• _Directions_:
[1] In the notebook, which port does get_db_connection use for the database connection?
[2] Reproduce everything in the notebook from "counselor_ids = []" down to "majors = load_majors()".

• _Provided text_:
----

In [57]:
import json
import random
from datetime import datetime, timedelta
from faker import Faker
import psycopg2
import uuid
import requests

In [58]:
fake = Faker()

In [59]:
def get_db_connection():
    return psycopg2.connect(
        host='localhost',
        port='5433',
        user='admin',
        password='password',
        database='university'
    )

def load_student_ids():
    student_ids = []
    try:
        conn = get_db_connection()
        cur = conn.cursor()
        cur.execute("SELECT student_id FROM students")
        student_ids = [row[0] for row in cur.fetchall()]
        cur.close()
        conn.close()
    except Exception as e:
        print(f"Error loading student IDs: {e}")
    
    return student_ids

def load_courses():
    courses = []
    try:
        conn = get_db_connection()
        cur = conn.cursor()
        cur.execute("SELECT title FROM courses")
        courses = [row[0] for row in cur.fetchall()]
        cur.close()
        conn.close()
    except Exception as e:
        print(f"Error loading courses: {e}")
    
    return courses

def load_majors():
    majors = []
    try:
        conn = get_db_connection()
        cur = conn.cursor()
        cur.execute("SELECT name FROM departments")
        majors = [row[0] for row in cur.fetchall()]
        cur.close()
        conn.close()
    except Exception as e:
        print(f"Error loading majors: {e}")

    return majors

def load_counselor_ids():
    api_url = 'http://localhost:8002/counselors'
    response = requests.get(api_url)
    json_data = response.json()
    counselor_ids = []
    for obj in json_data:
        counselor_ids.append(obj['counselor_id'])

    return counselor_ids

In [60]:
student_ids = load_student_ids()
counselor_ids = load_counselor_ids()
courses = load_courses()
majors = load_majors()
print(len(student_ids), len(counselor_ids), len(courses), len(majors))

9000 12 1797 26


In [61]:
NUM_RECORDS = 300
START_DATE = datetime(2023, 8, 1)
END_DATE = datetime(2024, 8, 31)

----

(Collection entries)
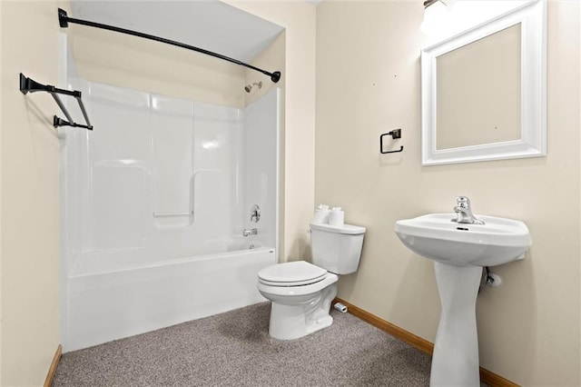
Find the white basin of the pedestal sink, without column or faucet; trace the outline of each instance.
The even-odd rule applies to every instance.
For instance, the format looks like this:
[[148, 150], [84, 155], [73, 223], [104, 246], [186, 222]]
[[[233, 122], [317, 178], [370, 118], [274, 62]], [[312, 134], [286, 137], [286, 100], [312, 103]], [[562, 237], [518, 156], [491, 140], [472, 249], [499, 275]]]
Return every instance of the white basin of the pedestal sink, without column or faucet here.
[[440, 263], [495, 266], [525, 257], [530, 234], [525, 223], [478, 215], [485, 224], [451, 222], [455, 213], [430, 213], [396, 222], [409, 250]]

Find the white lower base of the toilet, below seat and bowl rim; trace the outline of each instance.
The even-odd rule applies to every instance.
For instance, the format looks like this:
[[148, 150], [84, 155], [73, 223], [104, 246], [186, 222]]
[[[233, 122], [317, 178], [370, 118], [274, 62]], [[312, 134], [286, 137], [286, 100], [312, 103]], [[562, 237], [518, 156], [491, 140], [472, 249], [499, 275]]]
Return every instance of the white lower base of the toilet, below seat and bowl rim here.
[[333, 283], [308, 303], [285, 305], [272, 302], [269, 333], [278, 340], [294, 340], [312, 332], [320, 331], [333, 323], [330, 303], [337, 295], [337, 284]]

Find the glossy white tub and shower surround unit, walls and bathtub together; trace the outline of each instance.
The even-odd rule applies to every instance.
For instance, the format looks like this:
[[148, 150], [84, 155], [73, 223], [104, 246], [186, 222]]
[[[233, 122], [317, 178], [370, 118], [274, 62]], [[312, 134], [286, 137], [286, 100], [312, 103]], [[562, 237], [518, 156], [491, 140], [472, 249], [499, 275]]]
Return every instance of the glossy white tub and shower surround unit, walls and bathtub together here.
[[63, 47], [94, 125], [59, 128], [64, 352], [265, 301], [278, 89], [244, 108], [123, 89], [80, 78]]

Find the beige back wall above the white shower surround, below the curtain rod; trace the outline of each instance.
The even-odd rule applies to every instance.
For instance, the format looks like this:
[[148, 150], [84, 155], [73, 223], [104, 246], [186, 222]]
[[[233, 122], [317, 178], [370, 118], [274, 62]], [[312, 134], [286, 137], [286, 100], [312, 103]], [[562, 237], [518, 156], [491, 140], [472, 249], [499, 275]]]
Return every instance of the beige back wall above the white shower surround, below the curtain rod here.
[[208, 104], [244, 105], [240, 65], [84, 25], [71, 25], [66, 32], [74, 64], [86, 80]]

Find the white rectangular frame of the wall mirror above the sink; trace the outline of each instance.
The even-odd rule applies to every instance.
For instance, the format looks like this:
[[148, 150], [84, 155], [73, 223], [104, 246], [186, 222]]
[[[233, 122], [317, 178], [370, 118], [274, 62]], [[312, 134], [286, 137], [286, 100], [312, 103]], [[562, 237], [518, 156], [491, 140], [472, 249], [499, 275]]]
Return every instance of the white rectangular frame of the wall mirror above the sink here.
[[[436, 59], [512, 25], [521, 25], [521, 138], [438, 150]], [[422, 165], [472, 163], [547, 155], [547, 2], [527, 3], [421, 53]]]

----

• _Answers for the exercise_:
[1] Port 5433

[2]
counselor_ids = []
    for obj in json_data:
        counselor_ids.append(obj['counselor_id'])

    return counselor_ids

In [60]:
student_ids = load_student_ids()
counselor_ids = load_counselor_ids()
courses = load_courses()
majors = load_majors()